WHAT TO PRODUCE:
Continue the news report on soft drink makers' response to a proposed tax, picking up after its final sentence.

EXTRACT TO READ:
______

Fizzy drink businesses have not exactly embraced a call by GPs for them to be taxed heavily to help tackle spiralling levels of obesity.
Spokesmen for the industry have unanimously dismissed claims that a tax would help Britain lose weight.
An industry body has said their products account for just 2% of calories in an average diet and it is what people consume overall which needs to be addressed.
Soft drinks manufacturers have argued an extra tax will not combat obesity
They also said sales of fizzy drinks have fallen during the last decade, but levels of obesity have risen.
Gavin Partington, director-general of the British Soft Drinks Association, said: "We share the recognition that obesity is a major public health priority but reject the idea that a tax on soft drinks, which contribute just 2% of the total calories in the average diet, is going to address a problem which is about overall diet and levels of activity.
"Over the last 10 years, the consumption of soft drinks containing added sugar has fallen by 9% while the incidence of obesity has been increasing, and 61% of soft drinks now contain no added sugar.

______

DATASET:
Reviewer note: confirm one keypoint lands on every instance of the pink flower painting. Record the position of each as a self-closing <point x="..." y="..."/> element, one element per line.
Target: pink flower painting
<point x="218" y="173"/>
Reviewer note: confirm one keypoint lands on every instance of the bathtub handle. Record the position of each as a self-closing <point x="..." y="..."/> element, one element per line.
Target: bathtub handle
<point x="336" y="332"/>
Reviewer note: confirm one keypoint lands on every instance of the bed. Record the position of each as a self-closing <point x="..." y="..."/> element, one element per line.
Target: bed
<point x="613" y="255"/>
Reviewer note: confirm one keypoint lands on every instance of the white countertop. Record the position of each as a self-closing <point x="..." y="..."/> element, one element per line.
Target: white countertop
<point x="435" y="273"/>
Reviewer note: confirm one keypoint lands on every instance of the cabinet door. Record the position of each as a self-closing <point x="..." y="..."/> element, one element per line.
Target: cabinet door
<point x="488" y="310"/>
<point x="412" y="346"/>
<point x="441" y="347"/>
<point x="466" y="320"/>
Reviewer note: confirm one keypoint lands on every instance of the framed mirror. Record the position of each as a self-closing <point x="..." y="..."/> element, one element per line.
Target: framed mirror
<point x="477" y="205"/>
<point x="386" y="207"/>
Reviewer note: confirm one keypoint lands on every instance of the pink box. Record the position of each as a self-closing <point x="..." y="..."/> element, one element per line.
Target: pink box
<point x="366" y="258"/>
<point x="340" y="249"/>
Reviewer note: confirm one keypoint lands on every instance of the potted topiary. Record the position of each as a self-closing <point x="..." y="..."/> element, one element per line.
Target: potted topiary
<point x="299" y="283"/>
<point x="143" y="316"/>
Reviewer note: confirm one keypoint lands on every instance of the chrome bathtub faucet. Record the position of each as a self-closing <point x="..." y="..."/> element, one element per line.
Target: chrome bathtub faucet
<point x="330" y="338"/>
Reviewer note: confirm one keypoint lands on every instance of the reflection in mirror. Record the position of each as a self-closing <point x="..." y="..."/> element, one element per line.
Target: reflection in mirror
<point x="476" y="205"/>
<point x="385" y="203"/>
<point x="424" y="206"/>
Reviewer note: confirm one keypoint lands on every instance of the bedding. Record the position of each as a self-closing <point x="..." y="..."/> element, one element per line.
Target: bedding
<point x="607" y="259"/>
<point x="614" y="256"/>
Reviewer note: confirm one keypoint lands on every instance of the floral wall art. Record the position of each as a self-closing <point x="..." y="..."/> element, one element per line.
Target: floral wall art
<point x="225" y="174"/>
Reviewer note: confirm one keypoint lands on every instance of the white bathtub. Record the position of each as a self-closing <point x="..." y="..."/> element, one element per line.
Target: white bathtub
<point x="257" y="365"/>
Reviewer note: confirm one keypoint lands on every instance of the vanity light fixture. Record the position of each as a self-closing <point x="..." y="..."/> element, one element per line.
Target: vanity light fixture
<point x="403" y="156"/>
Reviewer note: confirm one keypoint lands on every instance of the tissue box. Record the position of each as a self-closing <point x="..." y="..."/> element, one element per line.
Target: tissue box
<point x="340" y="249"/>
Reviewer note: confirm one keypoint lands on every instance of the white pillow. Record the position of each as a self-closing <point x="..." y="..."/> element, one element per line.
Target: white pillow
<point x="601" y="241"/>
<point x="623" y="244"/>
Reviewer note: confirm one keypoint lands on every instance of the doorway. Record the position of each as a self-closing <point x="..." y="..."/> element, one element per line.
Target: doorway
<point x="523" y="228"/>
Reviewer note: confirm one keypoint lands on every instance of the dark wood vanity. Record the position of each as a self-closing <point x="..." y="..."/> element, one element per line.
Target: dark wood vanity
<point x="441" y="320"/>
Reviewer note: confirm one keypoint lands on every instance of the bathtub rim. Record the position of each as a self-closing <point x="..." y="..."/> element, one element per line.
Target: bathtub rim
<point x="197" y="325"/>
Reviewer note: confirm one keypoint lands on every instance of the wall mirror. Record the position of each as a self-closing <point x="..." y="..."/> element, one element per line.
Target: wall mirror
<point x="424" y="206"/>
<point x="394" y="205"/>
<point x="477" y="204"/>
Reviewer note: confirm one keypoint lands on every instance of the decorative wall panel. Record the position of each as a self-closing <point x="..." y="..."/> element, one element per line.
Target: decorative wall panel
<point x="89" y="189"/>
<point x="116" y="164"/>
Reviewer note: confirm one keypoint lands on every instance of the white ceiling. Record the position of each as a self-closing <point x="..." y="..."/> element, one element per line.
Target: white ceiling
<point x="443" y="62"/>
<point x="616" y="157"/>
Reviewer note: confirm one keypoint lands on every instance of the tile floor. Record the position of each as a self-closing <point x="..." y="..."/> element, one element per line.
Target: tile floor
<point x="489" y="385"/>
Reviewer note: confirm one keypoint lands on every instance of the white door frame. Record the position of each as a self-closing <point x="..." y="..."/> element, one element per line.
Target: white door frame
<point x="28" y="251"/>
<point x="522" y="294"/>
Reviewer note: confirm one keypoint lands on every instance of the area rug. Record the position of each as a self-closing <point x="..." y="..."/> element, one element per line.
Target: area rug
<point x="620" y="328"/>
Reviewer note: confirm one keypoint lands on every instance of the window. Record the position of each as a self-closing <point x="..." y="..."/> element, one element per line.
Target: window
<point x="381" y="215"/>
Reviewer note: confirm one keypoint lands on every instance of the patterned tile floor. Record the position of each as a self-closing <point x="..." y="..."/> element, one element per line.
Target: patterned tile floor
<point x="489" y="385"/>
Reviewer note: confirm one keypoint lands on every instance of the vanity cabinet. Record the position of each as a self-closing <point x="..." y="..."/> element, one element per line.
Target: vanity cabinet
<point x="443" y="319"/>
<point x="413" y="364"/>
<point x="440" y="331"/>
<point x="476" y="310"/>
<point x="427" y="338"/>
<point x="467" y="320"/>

______

FINAL ANSWER:
"Soft drinks companies are also committing to further, voluntary action as part of the Government's Responsibility Deal Calorie Reduction Pledge.
"Don't forget that there already is a 20% tax on soft drinks, 10p out of every 60p can of drink already goes to the Government thanks to VAT.
"Putting up taxes even further will put pressure on people's purses at a time when they can ill afford it."
The AMRC, which represents nearly every one of Britain's 220,000 doctors, is pressing the Government, the NHS and food organisations for action on what it calls the greatest public health crisis affecting the UK, the Guardian said.
Figures say one in four adults is obese and that number is expected to double by 2050, presenting an unresolvable problem.
The report says doctors from across the medical profession are united in their concerns, and criticised the present and previous governments for insufficient and ineffective attempts to tackle the problem.
Following a year-long inquiry, the AMRC has devised a list of 10 recommendations to stop the UK being the fat man of Europe.
These include taxes of 20% on sugary drinks for at least a year, banning the advertising of foods high in saturated fat, sugar and salt before 9pm, and councils having the power to limit the number of fast-food outlets near schools and leisure centres.
They also include advice for new parents on how to feed their children properly, NHS staff to talk to overweight patients at every appointment about their eating and exercise habits, and more surgery for the severely obese, to help those at risk of dying.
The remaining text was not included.